▸ **Your instructions**:
Locate each line in the listing below that contains the string "sign", treating uppercase and lowercase as different, and copy those lines out.

★ ★ ★

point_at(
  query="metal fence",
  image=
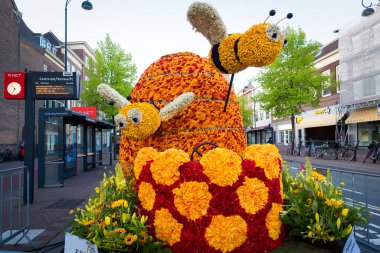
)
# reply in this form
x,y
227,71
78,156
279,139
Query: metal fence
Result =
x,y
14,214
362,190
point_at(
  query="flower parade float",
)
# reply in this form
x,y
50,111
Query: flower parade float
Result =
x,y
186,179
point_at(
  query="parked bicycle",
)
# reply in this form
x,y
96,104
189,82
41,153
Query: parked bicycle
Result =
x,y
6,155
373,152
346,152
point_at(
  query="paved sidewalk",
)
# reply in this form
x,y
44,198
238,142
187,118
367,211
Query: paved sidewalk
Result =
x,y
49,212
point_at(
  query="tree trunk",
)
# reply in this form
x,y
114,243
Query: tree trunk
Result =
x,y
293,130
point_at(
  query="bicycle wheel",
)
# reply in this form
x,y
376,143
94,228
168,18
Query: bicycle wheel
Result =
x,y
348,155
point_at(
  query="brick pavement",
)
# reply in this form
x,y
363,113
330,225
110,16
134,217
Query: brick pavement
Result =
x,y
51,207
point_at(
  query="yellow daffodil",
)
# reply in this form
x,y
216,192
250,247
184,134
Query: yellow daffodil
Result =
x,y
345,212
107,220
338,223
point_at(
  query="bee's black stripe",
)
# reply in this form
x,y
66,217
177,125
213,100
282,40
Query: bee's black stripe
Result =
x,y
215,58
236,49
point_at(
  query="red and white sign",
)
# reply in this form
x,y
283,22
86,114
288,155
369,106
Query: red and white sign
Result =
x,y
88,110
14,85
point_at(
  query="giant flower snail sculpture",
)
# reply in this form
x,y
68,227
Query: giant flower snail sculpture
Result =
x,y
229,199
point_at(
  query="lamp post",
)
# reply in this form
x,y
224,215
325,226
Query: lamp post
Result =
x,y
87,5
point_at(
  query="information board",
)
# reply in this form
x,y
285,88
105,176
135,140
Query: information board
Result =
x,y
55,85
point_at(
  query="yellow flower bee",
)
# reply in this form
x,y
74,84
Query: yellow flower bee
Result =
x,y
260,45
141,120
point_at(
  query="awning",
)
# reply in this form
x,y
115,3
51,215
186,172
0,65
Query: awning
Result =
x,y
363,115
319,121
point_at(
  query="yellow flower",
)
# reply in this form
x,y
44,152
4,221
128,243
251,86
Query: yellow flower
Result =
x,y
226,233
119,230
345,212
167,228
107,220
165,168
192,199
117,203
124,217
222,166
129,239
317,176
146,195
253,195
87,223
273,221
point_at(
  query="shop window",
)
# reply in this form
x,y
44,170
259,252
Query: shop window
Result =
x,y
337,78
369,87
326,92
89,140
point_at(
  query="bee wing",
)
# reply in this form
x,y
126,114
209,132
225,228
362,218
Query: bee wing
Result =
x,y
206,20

★ ★ ★

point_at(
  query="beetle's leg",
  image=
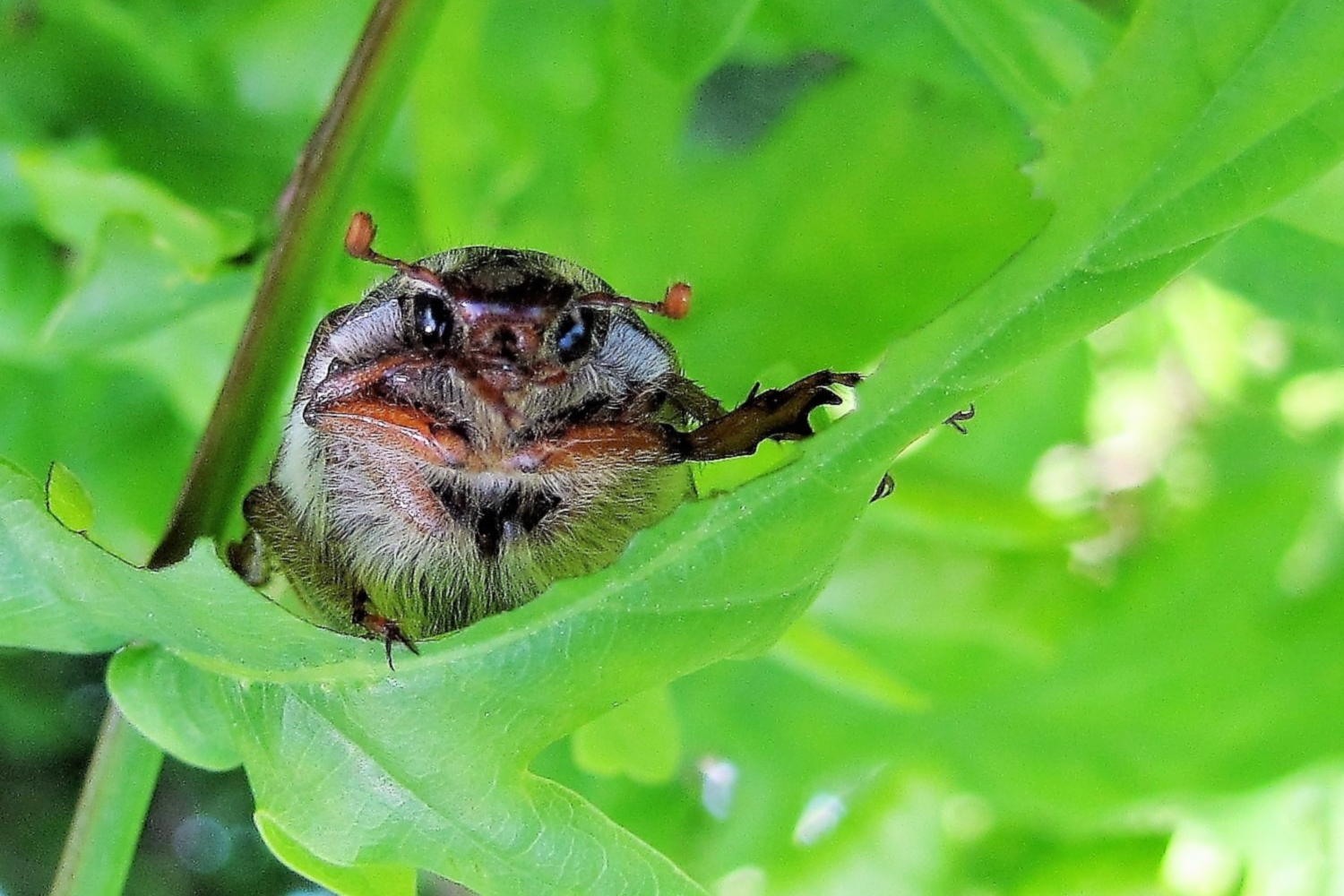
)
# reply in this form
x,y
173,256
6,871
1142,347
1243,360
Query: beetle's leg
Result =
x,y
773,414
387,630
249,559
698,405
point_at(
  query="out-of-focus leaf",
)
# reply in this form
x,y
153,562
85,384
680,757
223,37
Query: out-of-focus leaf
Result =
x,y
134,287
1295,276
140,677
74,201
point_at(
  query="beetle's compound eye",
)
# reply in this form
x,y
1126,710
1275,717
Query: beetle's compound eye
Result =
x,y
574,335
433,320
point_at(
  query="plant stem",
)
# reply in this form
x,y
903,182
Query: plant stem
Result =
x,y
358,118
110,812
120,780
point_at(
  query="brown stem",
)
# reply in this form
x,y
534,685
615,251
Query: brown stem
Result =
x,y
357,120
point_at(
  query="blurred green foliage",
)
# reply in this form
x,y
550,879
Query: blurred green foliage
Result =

★ ★ ★

▸ **Answer for this exercise**:
  query="red and white sign",
Query: red and white sign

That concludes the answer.